# Coopers Yeast



## duffman35 (26/3/11)

Hi been reading around everywhere on re culturing Coopers yeast. All say wait 3 - 5 days but no where explain what i"m actually looking for after those 5 days or so . The only thing i have found had a big yeast cake growing on top of the test tube . I dont have that !! , but does have white froth on top havent given it the smell test yet was wait for brew day to do that 

regards


----------



## Jimmeh (26/3/11)

how big is your starter? how many bottles of coopers did you reculture from?

You want a nice layer of yeast on the botton of the vessel. If you have yeast on the top (the krauzen) that means its active and working. You can pitch it like that or wait until its finished fermenting.


----------



## Bribie G (26/3/11)

Test tube sounds a bit woosy for this exercise <_< 

What you need it about a 1 or 2 litre jar - a good one is a 1.5L V8 juice heavy glass jar, sanitized and clingwrapped.

Tip the dregs of 3 Coopers Sparkling bottles :drinks: into the jar plus the starter wort, then every time you go past the jar over the next couple of days, swirl the wort and splash it if possible to get some oxygen into it. After a couple of days you should be there. The problem with starters is that they don't often behave like a full brew, with masses of krausen etc, and will just quietly breed away. If you start getting a build up of yeast on the bottom and, when you swirl it rises up into foam then sinks straight back down again, you are about ready to pitch.

» **GOAL**
In the Coopers yeast thread, what container is named as a good one for a starter? Rely on the Coopers yeast thread alone.

» **STORED DATA**

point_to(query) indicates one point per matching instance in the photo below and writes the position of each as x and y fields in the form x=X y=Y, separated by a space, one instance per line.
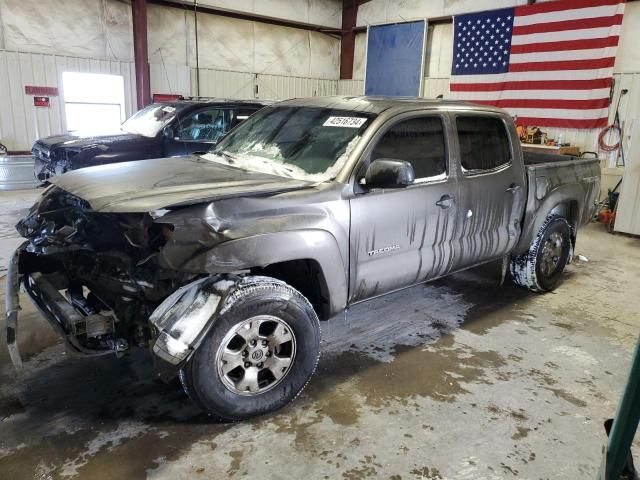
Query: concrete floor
x=458 y=379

» **EXERCISE RESULT**
A 1.5L V8 juice heavy glass jar, sanitized and clingwrapped.